[Excerpts from point annotation data]
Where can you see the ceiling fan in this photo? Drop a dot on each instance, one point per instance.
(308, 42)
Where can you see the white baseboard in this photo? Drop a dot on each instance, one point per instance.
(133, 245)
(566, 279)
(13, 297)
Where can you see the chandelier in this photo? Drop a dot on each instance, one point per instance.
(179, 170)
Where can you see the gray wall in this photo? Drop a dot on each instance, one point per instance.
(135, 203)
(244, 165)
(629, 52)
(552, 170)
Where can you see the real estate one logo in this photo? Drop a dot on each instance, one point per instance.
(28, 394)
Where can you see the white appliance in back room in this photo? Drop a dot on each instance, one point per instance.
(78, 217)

--

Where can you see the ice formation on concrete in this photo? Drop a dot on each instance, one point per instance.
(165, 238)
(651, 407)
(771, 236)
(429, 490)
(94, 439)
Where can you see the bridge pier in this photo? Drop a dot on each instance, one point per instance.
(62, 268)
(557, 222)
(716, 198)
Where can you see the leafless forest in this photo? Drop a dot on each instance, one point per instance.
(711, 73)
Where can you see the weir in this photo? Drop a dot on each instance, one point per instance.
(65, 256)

* * *

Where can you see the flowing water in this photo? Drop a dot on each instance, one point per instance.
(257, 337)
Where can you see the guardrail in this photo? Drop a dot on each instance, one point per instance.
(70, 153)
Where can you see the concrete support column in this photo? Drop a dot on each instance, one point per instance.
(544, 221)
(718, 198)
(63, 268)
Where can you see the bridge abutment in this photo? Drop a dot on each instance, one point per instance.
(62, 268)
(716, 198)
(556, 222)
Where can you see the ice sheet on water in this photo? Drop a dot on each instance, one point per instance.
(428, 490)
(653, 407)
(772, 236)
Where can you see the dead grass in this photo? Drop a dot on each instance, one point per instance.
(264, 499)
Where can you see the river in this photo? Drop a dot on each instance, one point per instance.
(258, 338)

Request>
Gather and copy in full every line of the data above that contains the word "concrete". The match is case-sensitive.

Response to this exercise>
Where can you see the ice formation on concrete in this photo? Drop a dot on each instance, one point per instance.
Where can you see the concrete support column in this photo? Drop a dot on each instance, one point per instance.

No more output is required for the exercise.